WHAT THE TASK REQUIRES: Please repeat the data shown below, word for word.

DATA TO USE:
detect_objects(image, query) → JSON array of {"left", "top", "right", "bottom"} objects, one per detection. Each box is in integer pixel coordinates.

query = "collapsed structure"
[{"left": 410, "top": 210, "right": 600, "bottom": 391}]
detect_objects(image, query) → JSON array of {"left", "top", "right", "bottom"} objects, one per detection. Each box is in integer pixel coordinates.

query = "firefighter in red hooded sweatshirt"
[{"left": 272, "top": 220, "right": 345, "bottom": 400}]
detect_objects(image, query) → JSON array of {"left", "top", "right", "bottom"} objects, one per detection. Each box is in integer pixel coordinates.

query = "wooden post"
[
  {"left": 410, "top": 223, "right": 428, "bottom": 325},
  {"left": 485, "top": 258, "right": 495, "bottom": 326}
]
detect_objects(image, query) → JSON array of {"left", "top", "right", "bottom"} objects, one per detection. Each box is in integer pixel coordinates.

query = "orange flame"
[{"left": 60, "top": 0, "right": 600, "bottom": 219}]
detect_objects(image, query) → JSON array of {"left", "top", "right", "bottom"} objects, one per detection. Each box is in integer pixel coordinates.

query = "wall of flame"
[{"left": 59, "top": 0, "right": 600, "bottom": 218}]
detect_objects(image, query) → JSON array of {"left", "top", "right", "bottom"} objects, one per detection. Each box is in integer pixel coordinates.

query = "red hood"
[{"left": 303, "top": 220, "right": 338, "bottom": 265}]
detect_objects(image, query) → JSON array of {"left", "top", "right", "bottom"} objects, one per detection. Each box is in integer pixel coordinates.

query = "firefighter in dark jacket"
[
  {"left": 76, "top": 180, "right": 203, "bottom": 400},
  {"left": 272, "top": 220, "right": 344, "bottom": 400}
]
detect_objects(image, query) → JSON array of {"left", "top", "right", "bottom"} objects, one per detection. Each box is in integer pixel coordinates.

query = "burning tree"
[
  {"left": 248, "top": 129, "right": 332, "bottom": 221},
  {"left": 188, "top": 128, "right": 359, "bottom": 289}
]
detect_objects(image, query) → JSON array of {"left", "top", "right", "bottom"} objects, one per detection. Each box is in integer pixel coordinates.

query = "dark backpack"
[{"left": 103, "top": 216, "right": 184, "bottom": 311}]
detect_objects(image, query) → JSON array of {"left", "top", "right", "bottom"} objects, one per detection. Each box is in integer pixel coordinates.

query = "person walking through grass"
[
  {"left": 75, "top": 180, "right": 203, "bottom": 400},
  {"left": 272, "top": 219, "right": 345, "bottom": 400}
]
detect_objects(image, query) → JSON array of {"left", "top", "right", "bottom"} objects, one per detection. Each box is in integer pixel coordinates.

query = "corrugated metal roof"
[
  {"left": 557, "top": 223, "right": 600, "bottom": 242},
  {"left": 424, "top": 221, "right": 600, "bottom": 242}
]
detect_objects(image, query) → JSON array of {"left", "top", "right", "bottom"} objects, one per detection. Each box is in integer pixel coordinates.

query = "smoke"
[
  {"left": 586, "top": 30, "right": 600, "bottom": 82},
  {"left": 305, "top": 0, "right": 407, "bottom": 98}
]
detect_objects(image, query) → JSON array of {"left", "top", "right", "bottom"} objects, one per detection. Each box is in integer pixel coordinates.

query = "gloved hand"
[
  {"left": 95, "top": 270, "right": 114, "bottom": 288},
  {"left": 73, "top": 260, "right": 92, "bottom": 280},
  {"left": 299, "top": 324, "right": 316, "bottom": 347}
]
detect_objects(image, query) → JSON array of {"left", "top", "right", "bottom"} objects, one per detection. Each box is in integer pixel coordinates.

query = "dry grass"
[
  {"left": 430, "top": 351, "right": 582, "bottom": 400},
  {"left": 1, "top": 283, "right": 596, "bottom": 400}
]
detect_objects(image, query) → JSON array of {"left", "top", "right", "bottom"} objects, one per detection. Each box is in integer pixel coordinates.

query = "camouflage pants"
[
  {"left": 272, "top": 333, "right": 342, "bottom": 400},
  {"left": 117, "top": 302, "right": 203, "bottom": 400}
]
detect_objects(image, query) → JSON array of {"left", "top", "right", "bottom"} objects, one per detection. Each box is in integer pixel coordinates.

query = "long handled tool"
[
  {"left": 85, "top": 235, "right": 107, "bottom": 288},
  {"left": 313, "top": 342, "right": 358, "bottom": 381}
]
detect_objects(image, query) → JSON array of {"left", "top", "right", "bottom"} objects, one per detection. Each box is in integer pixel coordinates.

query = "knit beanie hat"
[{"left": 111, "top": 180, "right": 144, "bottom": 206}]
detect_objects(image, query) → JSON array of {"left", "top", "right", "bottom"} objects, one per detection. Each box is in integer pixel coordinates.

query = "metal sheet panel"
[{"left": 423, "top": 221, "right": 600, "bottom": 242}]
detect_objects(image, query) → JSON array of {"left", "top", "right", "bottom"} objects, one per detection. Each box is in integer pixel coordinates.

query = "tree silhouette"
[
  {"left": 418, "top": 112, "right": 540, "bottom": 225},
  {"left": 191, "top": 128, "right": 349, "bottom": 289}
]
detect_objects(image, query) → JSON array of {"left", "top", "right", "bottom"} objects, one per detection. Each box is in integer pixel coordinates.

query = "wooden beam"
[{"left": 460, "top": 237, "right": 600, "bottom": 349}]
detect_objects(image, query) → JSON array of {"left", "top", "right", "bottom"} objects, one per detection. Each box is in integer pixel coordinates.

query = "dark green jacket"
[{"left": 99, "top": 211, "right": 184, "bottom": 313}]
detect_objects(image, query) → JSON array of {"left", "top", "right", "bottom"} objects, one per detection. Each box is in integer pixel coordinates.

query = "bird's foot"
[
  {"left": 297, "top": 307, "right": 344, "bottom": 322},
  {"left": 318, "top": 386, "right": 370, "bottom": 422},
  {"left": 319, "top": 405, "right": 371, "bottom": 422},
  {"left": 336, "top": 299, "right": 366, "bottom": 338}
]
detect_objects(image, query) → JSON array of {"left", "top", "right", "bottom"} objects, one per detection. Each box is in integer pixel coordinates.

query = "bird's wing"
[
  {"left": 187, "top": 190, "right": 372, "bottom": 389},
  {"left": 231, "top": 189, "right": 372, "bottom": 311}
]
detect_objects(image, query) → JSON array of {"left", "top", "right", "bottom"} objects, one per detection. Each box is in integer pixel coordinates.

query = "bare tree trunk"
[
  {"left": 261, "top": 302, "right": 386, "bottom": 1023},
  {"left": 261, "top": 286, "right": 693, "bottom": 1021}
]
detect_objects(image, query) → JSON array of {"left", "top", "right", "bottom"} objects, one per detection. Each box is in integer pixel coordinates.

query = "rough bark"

SOLUTION TO THE EXERCISE:
detect_objects(image, query) → JSON array of {"left", "top", "right", "bottom"} objects, one per detection. Each box is in integer pixel coordinates.

query = "collapsed structure"
[{"left": 410, "top": 210, "right": 600, "bottom": 391}]
detect_objects(image, query) → JSON array of {"left", "top", "right", "bottom"} objects, one per detection. Each box is in integer pixel coordinates.

query = "firefighter in red hooded sweatshirt"
[{"left": 272, "top": 220, "right": 345, "bottom": 400}]
detect_objects(image, query) → JSON array of {"left", "top", "right", "bottom"} objects, one per detection. Each box is in integer pixel coordinates.

query = "wooden post"
[
  {"left": 410, "top": 223, "right": 428, "bottom": 325},
  {"left": 485, "top": 258, "right": 495, "bottom": 326}
]
detect_objects(image, query) → JSON array of {"left", "top", "right", "bottom"} objects, one per detection. Each box is in integer pixel coordinates.

query = "orange flame"
[{"left": 60, "top": 0, "right": 600, "bottom": 219}]
detect_objects(image, query) → JSON array of {"left", "top", "right", "bottom"} objects, one per detection. Each box is in integer pixel coordinates.

query = "wall of flame"
[{"left": 59, "top": 0, "right": 600, "bottom": 218}]
detect_objects(image, query) → JSON array of {"left", "top", "right", "bottom"} objects, one per detection. Each box is in integer pixel coordinates.

query = "red hood"
[{"left": 303, "top": 220, "right": 338, "bottom": 265}]
detect_objects(image, query) → JSON array of {"left", "top", "right", "bottom"} objects, one per detection. Each box is in integer pixel coordinates.

query = "firefighter in dark jacket"
[
  {"left": 76, "top": 180, "right": 203, "bottom": 400},
  {"left": 272, "top": 220, "right": 344, "bottom": 400}
]
detect_objects(image, query) → JSON array of {"left", "top", "right", "bottom"} objects, one per detection. Each box is in integer pixel coordinates.

query = "burning tree"
[
  {"left": 248, "top": 129, "right": 332, "bottom": 221},
  {"left": 188, "top": 128, "right": 359, "bottom": 289}
]
detect_objects(image, query) → JSON array of {"left", "top", "right", "bottom"} objects, one per detection. Each box is in integer pixel coordinates.

query = "dark backpack"
[{"left": 103, "top": 216, "right": 184, "bottom": 311}]
detect_objects(image, query) → JSON array of {"left", "top", "right", "bottom"} objects, one per detection. Each box is in integer pixel coordinates.

query = "person walking through grass"
[
  {"left": 75, "top": 180, "right": 203, "bottom": 400},
  {"left": 272, "top": 219, "right": 345, "bottom": 400}
]
detect_objects(image, query) → JSON array of {"left", "top", "right", "bottom"} objects, one per detection. Each box is in integer pixel coordinates.

query = "corrugated metal roof"
[
  {"left": 557, "top": 223, "right": 600, "bottom": 242},
  {"left": 424, "top": 221, "right": 600, "bottom": 242}
]
detect_objects(image, query) → JSON array of {"left", "top", "right", "bottom"} objects, one per detection. Each box is in integer pixel coordinates.

query = "smoke"
[
  {"left": 586, "top": 30, "right": 600, "bottom": 82},
  {"left": 305, "top": 0, "right": 407, "bottom": 98}
]
detect_objects(image, query) → JSON array of {"left", "top", "right", "bottom"} objects, one per detection. Each box is in integer pixel coordinates.

query = "gloved hand"
[
  {"left": 95, "top": 270, "right": 114, "bottom": 288},
  {"left": 73, "top": 260, "right": 92, "bottom": 280},
  {"left": 299, "top": 324, "right": 316, "bottom": 347}
]
detect_objects(image, query) → JSON array of {"left", "top", "right", "bottom"} objects, one per detection. Each box is in integer pixel coordinates.

query = "dry grass"
[
  {"left": 430, "top": 351, "right": 582, "bottom": 400},
  {"left": 1, "top": 283, "right": 596, "bottom": 400}
]
detect_objects(image, query) → JSON array of {"left", "top", "right", "bottom"} objects, one per detection. Each box is in integer pixel coordinates.

query = "camouflage pants"
[
  {"left": 272, "top": 333, "right": 342, "bottom": 400},
  {"left": 117, "top": 302, "right": 203, "bottom": 400}
]
detect_objects(image, query) → JSON array of {"left", "top", "right", "bottom"} objects, one per detection. Each box is in integer pixel coordinates.

query = "long handled tool"
[
  {"left": 85, "top": 235, "right": 107, "bottom": 288},
  {"left": 313, "top": 342, "right": 358, "bottom": 381}
]
detect_objects(image, query) → JSON array of {"left", "top", "right", "bottom"} objects, one per detection. Each box is in integer pixel coordinates.

query = "knit beanie hat"
[{"left": 111, "top": 180, "right": 144, "bottom": 206}]
detect_objects(image, query) → JSON array of {"left", "top", "right", "bottom"} objects, one per detection. Each box is in integer pixel coordinates.

query = "metal sheet panel"
[{"left": 423, "top": 221, "right": 600, "bottom": 242}]
detect_objects(image, query) → JSON array of {"left", "top", "right", "bottom"} objects, one per detection. Each box is in integer pixel coordinates.

query = "tree silhouette"
[
  {"left": 418, "top": 112, "right": 540, "bottom": 225},
  {"left": 191, "top": 128, "right": 349, "bottom": 289}
]
detect_objects(image, query) → JSON array of {"left", "top", "right", "bottom"} objects, one per detection. Each box is in integer pixel coordinates.

query = "wooden beam"
[{"left": 460, "top": 237, "right": 600, "bottom": 349}]
detect_objects(image, query) → JSON array of {"left", "top", "right", "bottom"} objects, one per detection. Each box is in integer pixel coordinates.

query = "dark green jacket"
[{"left": 99, "top": 211, "right": 184, "bottom": 313}]
detect_objects(image, query) → JSON array of {"left", "top", "right", "bottom"} objects, one per detection. Each box is in integer pixel coordinates.

query = "bird's foot"
[
  {"left": 297, "top": 307, "right": 344, "bottom": 322},
  {"left": 318, "top": 386, "right": 370, "bottom": 422},
  {"left": 319, "top": 405, "right": 371, "bottom": 422},
  {"left": 336, "top": 299, "right": 366, "bottom": 338}
]
detect_objects(image, query) → JSON array of {"left", "top", "right", "bottom"} objects, one per detection. Each box is in integer pixel coordinates.

query = "bird's wing"
[
  {"left": 187, "top": 190, "right": 372, "bottom": 389},
  {"left": 231, "top": 189, "right": 372, "bottom": 311}
]
detect_objects(image, query) → JSON array of {"left", "top", "right", "bottom"} objects, one per detection. Each box is in integer pixel coordinates.

query = "bare tree trunk"
[
  {"left": 261, "top": 302, "right": 386, "bottom": 1023},
  {"left": 261, "top": 286, "right": 693, "bottom": 1021}
]
detect_objects(image, query) → JSON array of {"left", "top", "right", "bottom"} objects, one per detection. Each box is in integer pixel coordinates.

query = "rough bark"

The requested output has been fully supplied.